WHAT THE EXERCISE ASKS: Could you repeat everything from the line containing "Question. Mark every instance of the cup" down through the last of the lines below, replacing "photograph" with "image" and changing nothing else? Leave the pictures out.

▼▼▼

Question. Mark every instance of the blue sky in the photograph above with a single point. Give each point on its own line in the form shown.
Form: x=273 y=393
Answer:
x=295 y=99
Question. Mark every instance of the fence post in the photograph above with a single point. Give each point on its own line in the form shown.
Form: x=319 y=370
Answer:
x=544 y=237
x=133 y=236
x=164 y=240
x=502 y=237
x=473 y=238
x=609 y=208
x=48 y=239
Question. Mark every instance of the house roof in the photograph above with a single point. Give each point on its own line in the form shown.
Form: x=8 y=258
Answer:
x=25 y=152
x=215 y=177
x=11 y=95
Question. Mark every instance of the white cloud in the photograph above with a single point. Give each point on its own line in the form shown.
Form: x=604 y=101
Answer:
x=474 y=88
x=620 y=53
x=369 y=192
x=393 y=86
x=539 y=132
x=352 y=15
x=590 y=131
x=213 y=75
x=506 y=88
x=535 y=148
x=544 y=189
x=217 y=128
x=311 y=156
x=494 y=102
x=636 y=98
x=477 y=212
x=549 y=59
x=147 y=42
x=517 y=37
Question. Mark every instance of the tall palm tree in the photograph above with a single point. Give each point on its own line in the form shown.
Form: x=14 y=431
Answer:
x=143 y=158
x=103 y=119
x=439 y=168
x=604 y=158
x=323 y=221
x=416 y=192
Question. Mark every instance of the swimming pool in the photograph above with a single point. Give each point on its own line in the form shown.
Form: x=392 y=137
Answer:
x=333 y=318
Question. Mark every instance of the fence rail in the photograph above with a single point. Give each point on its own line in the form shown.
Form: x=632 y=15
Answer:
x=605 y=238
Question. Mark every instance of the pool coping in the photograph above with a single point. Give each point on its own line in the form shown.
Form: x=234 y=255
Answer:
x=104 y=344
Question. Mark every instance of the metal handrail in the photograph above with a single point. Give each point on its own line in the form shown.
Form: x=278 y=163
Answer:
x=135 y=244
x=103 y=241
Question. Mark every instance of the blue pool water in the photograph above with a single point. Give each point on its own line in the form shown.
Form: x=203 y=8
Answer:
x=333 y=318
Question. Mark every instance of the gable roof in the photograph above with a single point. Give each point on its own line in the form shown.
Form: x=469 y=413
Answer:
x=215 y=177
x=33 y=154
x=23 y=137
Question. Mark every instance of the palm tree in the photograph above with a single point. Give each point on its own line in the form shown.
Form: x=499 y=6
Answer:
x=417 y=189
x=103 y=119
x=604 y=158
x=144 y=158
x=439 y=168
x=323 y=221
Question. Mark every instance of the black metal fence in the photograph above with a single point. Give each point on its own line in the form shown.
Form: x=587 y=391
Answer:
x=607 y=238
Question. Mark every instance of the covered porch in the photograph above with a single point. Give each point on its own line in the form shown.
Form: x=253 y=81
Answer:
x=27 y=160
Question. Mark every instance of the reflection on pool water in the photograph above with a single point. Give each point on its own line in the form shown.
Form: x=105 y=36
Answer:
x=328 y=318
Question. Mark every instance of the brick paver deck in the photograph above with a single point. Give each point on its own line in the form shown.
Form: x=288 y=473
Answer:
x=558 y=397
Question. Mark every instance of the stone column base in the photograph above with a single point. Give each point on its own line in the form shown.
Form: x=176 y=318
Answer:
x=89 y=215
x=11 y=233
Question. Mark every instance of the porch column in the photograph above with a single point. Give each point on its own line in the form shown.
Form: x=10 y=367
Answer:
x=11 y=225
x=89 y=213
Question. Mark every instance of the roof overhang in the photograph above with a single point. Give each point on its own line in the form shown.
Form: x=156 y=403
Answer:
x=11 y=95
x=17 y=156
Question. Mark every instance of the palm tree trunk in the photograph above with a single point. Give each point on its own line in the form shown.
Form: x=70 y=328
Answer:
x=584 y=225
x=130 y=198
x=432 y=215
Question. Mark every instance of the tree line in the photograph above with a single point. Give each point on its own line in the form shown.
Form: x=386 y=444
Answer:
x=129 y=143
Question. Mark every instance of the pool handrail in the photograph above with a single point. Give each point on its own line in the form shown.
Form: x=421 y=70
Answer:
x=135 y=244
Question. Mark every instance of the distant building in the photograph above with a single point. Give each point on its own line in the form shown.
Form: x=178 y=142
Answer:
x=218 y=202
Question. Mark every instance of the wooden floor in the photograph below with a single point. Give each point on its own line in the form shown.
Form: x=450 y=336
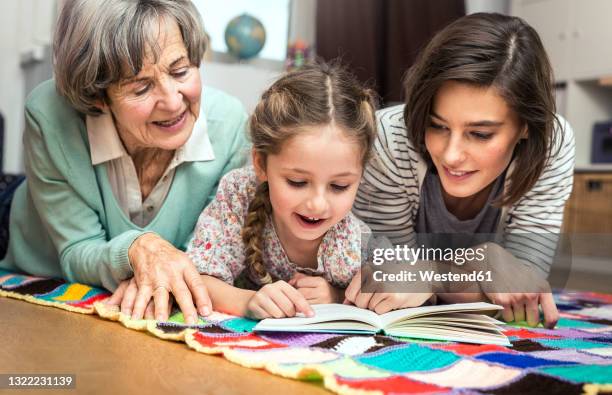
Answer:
x=110 y=359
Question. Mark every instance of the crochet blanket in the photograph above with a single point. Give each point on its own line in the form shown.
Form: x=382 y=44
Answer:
x=574 y=358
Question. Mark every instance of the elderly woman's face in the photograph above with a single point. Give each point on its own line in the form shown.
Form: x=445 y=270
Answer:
x=158 y=107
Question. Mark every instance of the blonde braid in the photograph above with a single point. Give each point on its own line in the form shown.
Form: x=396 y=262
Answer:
x=256 y=219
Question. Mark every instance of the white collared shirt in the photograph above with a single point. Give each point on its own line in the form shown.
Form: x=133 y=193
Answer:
x=106 y=147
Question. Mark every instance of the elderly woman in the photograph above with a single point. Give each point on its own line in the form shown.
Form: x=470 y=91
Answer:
x=122 y=152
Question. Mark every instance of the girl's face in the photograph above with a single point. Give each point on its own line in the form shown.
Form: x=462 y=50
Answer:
x=158 y=107
x=313 y=181
x=471 y=137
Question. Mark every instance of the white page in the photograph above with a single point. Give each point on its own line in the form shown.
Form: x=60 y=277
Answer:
x=327 y=312
x=404 y=314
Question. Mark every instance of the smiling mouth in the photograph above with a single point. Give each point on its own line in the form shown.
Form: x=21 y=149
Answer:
x=458 y=173
x=310 y=220
x=172 y=122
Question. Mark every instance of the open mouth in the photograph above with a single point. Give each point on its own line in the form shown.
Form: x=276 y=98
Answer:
x=458 y=173
x=172 y=122
x=310 y=221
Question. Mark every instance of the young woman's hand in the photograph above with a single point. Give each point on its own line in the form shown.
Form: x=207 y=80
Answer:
x=519 y=289
x=382 y=302
x=526 y=307
x=316 y=289
x=277 y=300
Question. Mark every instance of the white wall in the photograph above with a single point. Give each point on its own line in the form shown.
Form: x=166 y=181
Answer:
x=501 y=6
x=25 y=28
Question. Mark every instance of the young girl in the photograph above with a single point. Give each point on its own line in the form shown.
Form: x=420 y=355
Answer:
x=477 y=148
x=284 y=225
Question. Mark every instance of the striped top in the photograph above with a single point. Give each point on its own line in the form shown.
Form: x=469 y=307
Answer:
x=388 y=197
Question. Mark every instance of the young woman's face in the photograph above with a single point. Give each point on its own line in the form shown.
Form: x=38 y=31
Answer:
x=313 y=181
x=159 y=106
x=471 y=137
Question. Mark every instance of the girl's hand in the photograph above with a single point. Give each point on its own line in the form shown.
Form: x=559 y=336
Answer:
x=526 y=306
x=316 y=289
x=160 y=270
x=382 y=302
x=277 y=300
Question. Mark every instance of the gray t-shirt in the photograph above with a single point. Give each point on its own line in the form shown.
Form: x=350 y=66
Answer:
x=433 y=217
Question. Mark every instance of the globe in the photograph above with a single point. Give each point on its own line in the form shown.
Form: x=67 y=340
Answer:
x=245 y=36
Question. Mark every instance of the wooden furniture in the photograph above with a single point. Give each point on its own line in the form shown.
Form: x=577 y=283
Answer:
x=589 y=208
x=573 y=33
x=588 y=212
x=108 y=358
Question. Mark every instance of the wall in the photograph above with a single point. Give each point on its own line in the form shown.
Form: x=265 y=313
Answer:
x=25 y=30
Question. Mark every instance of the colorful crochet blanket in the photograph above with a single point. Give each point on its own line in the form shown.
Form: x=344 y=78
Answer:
x=574 y=358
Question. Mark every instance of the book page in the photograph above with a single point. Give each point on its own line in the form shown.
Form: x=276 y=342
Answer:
x=414 y=312
x=326 y=313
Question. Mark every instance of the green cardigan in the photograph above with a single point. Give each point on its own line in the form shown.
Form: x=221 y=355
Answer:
x=65 y=221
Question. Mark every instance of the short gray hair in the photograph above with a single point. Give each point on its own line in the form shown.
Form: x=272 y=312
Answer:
x=98 y=43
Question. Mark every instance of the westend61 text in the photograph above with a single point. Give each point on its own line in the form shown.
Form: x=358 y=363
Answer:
x=431 y=275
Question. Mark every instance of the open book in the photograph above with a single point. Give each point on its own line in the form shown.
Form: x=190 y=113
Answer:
x=462 y=322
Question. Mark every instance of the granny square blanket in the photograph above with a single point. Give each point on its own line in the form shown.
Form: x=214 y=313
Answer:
x=573 y=358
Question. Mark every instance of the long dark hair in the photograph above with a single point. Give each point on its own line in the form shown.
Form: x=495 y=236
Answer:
x=488 y=49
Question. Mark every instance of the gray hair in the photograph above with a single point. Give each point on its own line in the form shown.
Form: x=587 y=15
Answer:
x=98 y=43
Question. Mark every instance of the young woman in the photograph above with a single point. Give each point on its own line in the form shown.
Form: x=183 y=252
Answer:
x=477 y=148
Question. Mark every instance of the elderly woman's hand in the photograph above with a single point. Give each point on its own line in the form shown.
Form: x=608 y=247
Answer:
x=161 y=269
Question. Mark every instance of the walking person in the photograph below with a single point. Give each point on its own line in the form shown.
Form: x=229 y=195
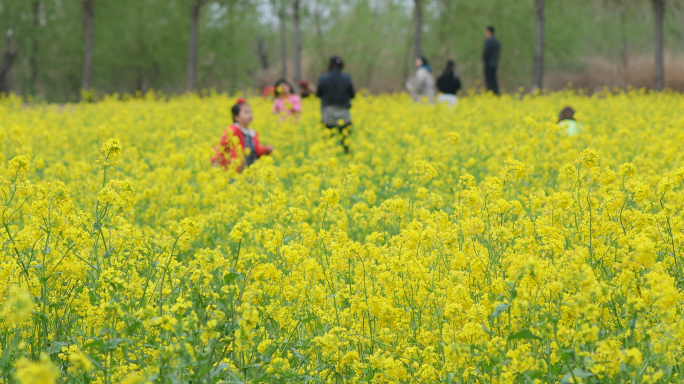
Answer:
x=490 y=59
x=335 y=89
x=243 y=152
x=286 y=103
x=448 y=83
x=422 y=84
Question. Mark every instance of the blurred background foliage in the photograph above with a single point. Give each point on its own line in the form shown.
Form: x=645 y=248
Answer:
x=140 y=45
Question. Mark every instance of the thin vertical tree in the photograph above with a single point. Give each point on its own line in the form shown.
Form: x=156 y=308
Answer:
x=538 y=77
x=658 y=13
x=297 y=44
x=33 y=54
x=194 y=40
x=283 y=40
x=88 y=14
x=7 y=55
x=418 y=36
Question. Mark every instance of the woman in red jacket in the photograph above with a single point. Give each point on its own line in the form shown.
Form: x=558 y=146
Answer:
x=239 y=144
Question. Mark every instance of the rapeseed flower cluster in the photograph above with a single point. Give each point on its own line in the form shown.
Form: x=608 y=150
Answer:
x=468 y=245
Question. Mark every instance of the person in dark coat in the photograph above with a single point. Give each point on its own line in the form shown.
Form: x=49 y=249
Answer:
x=490 y=59
x=335 y=89
x=448 y=83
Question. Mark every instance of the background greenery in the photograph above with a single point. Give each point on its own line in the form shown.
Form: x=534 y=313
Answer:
x=143 y=44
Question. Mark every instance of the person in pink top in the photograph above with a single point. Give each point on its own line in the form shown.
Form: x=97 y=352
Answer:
x=286 y=102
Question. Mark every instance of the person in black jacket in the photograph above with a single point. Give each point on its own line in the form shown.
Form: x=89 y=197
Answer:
x=335 y=89
x=448 y=83
x=490 y=59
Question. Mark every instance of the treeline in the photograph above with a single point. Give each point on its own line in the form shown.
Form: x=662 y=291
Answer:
x=55 y=49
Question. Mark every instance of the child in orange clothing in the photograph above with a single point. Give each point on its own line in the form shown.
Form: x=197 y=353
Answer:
x=247 y=149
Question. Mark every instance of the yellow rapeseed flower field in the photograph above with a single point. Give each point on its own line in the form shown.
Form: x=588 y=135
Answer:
x=470 y=245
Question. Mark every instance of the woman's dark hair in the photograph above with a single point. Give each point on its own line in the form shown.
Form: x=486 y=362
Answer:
x=566 y=113
x=424 y=60
x=237 y=108
x=278 y=83
x=335 y=62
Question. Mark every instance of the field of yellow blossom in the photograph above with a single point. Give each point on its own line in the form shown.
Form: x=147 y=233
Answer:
x=470 y=245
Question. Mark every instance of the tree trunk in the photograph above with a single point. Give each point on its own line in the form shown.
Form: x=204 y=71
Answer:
x=192 y=51
x=7 y=56
x=88 y=54
x=283 y=43
x=298 y=46
x=659 y=10
x=320 y=43
x=417 y=38
x=539 y=45
x=33 y=56
x=261 y=52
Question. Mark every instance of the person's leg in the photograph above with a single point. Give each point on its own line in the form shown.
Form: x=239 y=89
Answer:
x=495 y=81
x=488 y=80
x=345 y=131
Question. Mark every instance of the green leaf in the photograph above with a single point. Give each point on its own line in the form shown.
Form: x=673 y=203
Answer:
x=133 y=327
x=56 y=347
x=578 y=373
x=499 y=309
x=524 y=334
x=97 y=343
x=230 y=277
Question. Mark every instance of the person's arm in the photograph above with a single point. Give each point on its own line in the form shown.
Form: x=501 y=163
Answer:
x=261 y=149
x=277 y=105
x=229 y=145
x=296 y=102
x=320 y=86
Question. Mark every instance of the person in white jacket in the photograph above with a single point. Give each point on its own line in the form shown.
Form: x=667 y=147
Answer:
x=422 y=84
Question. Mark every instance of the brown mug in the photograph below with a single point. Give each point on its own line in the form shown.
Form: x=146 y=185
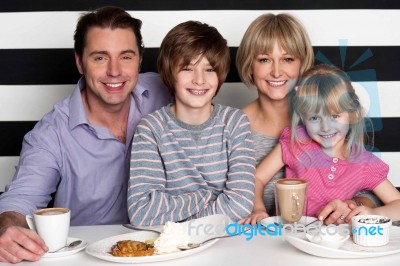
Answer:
x=291 y=199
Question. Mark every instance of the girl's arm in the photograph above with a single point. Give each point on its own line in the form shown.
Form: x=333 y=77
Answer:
x=389 y=195
x=267 y=168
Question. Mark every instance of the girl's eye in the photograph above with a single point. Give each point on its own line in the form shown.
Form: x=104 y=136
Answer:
x=313 y=118
x=99 y=58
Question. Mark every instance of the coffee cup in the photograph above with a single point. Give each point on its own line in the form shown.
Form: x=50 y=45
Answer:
x=291 y=199
x=52 y=225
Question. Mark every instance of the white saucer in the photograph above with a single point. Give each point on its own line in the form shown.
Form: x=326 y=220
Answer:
x=67 y=251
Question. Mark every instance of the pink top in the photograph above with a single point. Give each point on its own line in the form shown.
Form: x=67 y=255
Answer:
x=329 y=177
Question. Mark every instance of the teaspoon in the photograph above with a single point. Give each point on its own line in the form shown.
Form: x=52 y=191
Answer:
x=71 y=245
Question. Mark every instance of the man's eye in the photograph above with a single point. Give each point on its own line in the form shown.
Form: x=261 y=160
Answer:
x=99 y=58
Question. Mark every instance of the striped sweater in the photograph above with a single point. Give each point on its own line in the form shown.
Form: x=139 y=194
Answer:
x=180 y=172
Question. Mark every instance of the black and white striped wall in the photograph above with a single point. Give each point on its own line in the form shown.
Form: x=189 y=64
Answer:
x=37 y=64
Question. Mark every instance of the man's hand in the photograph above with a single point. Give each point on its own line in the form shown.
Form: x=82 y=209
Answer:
x=17 y=242
x=254 y=218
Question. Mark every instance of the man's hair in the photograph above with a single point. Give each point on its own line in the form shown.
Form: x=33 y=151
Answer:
x=187 y=41
x=106 y=17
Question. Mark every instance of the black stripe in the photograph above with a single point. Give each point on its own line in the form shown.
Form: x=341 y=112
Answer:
x=151 y=5
x=57 y=66
x=11 y=135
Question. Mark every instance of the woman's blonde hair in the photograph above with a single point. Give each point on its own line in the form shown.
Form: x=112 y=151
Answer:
x=261 y=36
x=328 y=89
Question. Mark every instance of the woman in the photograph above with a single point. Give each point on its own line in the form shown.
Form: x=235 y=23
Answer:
x=274 y=52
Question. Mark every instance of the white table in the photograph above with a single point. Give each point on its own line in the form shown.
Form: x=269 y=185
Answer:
x=261 y=250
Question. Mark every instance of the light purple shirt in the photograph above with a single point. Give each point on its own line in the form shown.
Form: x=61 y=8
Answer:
x=86 y=164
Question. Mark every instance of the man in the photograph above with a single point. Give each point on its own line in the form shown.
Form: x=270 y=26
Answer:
x=81 y=150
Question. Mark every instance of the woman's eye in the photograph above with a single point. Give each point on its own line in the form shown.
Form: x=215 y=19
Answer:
x=263 y=60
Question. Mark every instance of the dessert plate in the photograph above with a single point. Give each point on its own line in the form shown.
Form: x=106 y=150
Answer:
x=349 y=249
x=101 y=249
x=67 y=251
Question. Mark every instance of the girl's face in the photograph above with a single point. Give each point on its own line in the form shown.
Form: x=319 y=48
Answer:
x=196 y=85
x=329 y=131
x=276 y=73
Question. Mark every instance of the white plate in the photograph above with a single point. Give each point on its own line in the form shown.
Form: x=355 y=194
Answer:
x=270 y=222
x=67 y=251
x=101 y=249
x=349 y=250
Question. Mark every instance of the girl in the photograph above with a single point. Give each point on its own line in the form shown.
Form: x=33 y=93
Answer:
x=325 y=145
x=192 y=158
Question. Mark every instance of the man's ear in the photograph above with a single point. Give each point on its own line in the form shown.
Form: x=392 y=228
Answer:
x=78 y=63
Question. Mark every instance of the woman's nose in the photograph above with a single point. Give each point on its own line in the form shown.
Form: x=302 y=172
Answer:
x=276 y=70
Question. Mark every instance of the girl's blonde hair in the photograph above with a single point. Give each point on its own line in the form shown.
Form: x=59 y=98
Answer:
x=328 y=89
x=260 y=38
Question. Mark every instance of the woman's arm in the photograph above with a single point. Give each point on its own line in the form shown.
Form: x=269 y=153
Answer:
x=267 y=168
x=390 y=196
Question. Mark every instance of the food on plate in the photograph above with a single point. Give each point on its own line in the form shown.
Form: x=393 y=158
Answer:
x=131 y=248
x=172 y=236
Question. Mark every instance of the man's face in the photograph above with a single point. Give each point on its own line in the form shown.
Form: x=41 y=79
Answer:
x=110 y=63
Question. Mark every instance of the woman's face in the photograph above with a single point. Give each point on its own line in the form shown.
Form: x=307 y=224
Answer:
x=275 y=73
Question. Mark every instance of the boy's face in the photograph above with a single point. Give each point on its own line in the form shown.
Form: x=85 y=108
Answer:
x=196 y=85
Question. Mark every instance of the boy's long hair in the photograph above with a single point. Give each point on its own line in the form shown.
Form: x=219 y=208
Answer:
x=328 y=89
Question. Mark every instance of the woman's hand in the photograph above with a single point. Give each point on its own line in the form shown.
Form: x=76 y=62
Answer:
x=254 y=217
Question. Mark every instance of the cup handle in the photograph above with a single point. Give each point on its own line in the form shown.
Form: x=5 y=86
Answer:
x=296 y=202
x=30 y=222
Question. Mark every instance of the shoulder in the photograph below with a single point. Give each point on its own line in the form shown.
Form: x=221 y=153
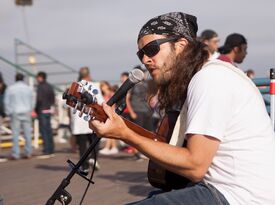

▲▲▲

FINAL RESULT:
Question. Mark every instance of the cup handle in the image above with a single point. Give each point on its own line in the form shown.
Form: x=5 y=86
Answer:
x=296 y=202
x=30 y=222
Question. Mark every instance of the shoulder in the image below with a single point. Give each point on its own line in the form shown.
Form: x=221 y=153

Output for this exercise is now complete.